Records for processing:

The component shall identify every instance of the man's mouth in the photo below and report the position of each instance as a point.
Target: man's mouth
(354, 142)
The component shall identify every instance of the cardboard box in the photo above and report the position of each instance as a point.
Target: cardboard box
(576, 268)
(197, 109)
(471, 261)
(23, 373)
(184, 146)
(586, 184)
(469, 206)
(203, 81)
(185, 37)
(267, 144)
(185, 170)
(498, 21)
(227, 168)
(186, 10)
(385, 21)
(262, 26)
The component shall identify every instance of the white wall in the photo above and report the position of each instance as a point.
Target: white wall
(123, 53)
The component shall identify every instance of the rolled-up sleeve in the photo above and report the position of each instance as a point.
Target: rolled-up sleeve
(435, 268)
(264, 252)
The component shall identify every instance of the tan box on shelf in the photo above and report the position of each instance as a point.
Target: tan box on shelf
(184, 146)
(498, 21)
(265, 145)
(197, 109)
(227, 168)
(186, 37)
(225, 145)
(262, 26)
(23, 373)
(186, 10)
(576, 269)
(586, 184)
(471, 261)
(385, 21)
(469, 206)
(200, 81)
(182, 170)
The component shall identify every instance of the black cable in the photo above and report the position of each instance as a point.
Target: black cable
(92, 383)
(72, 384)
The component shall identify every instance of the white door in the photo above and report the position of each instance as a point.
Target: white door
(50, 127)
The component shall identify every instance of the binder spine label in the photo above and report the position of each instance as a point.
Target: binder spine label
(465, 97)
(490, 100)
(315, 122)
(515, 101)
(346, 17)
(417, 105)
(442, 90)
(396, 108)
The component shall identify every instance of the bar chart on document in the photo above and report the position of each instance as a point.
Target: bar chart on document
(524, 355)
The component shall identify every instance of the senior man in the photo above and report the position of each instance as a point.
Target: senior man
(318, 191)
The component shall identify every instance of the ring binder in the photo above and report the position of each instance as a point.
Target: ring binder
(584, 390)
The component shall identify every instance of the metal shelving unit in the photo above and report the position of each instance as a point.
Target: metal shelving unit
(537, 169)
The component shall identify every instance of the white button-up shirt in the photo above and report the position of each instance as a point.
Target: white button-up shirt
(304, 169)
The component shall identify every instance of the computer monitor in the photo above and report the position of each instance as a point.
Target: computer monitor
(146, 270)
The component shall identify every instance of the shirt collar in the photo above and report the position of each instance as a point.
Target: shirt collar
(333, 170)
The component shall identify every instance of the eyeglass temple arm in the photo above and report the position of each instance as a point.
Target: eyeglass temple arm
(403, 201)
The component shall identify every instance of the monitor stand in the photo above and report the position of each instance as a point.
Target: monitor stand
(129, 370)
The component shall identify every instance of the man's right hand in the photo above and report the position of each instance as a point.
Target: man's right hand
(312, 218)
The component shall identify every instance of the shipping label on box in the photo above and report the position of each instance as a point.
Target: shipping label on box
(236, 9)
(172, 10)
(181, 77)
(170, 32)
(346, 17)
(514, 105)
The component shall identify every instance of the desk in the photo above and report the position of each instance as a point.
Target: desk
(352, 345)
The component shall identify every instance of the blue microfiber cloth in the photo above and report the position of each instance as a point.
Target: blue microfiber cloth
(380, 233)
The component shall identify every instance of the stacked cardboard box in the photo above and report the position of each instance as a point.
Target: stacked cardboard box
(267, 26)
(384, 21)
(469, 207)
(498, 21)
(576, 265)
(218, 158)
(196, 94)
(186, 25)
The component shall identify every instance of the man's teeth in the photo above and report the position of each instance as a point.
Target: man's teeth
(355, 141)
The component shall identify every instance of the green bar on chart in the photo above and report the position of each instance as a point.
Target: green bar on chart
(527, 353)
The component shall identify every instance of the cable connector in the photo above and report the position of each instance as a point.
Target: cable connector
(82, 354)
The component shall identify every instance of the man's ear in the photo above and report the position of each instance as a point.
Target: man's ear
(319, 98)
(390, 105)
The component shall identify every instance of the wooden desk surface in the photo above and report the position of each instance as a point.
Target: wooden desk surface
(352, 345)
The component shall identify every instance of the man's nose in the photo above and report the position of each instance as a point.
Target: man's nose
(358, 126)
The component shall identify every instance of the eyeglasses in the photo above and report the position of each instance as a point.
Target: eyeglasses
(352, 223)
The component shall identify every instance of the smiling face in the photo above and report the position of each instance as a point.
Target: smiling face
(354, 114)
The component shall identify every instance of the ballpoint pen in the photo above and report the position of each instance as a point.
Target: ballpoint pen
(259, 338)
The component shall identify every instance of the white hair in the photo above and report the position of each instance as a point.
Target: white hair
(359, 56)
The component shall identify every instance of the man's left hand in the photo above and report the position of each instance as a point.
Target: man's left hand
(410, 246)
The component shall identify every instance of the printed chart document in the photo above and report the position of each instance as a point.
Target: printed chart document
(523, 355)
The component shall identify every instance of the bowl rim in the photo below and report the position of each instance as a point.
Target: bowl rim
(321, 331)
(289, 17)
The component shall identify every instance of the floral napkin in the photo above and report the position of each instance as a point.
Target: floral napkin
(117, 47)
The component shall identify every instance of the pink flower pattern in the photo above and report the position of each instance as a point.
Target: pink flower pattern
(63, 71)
* * *
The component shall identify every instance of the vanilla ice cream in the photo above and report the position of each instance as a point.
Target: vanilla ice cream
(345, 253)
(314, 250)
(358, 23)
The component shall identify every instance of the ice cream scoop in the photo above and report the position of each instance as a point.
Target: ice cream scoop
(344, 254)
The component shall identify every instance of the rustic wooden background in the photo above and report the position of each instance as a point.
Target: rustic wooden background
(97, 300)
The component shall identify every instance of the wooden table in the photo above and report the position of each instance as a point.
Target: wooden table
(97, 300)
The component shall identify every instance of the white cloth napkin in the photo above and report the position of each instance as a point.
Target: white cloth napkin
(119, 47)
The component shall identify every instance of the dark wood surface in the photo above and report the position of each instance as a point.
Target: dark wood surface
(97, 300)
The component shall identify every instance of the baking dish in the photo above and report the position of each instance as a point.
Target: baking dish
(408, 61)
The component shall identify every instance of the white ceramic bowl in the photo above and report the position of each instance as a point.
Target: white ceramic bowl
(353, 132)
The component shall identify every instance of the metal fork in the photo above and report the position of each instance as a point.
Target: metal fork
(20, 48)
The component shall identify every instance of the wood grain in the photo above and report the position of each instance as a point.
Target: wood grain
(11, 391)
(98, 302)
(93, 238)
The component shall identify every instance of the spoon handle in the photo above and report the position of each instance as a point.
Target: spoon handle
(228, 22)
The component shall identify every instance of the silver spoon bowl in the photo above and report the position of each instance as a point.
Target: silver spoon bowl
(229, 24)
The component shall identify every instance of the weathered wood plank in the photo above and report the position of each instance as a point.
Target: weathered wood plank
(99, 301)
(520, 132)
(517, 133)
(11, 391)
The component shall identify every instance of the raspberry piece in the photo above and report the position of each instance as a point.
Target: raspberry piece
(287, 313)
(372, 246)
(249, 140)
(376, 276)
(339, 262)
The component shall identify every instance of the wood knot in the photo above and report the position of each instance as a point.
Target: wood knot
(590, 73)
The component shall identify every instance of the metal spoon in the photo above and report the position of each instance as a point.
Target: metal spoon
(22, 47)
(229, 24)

Your objective:
Starting with the line that holds "The component shall identify every instance of the man's mouth" and ending with the line that holds "The component shall identify every instance of the cardboard", retype every line in the data above exactly, and nothing else.

Result for this exercise:
The component shall identify every instance of the man's mouth in the photo below and report the position of each instance as a point.
Target: man's mouth
(354, 142)
The component shall identify every instance of the cardboard box in the photo above and report the position of each instance as a point.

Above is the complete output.